## Job
Copy the lines below verbatim, omitting the pictures from your answer.

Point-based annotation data

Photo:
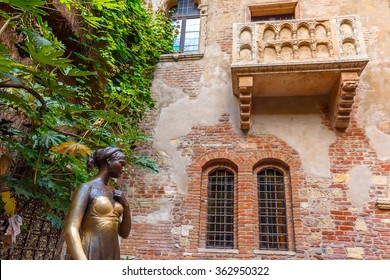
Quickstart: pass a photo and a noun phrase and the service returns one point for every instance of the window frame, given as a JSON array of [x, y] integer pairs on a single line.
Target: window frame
[[283, 169], [206, 171], [186, 56], [222, 223]]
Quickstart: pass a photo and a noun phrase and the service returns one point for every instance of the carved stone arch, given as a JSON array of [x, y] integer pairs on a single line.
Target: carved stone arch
[[246, 34], [246, 52], [320, 31], [304, 50], [287, 51], [303, 31], [286, 31], [347, 27], [349, 46], [269, 33]]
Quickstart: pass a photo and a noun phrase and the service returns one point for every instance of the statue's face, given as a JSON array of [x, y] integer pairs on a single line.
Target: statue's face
[[116, 165]]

## Exercise answer
Photo:
Quickstart: pass a photo and a noun phrase and the service returns one point for every instance of the window frame, given as a JSON array of [x, y] integer pairs on a single line.
Target: window frame
[[283, 169], [206, 171], [186, 56], [222, 223]]
Quickstart: pass a photo and a noun phrase and the service returns one point for every instance of the carved stone arch, given as a JSON array of [x, y] integer pairs on a single line.
Target: carved stone arch
[[246, 34], [246, 52], [320, 31], [304, 50], [287, 51], [303, 31], [286, 31], [347, 27], [349, 46], [269, 33]]
Quickstart: pass a photo and a noun phrase and the service returns one point for every instance of the statue's face, given as a JSON array of [x, y] integer pairs on a single line.
Target: statue's face
[[116, 165]]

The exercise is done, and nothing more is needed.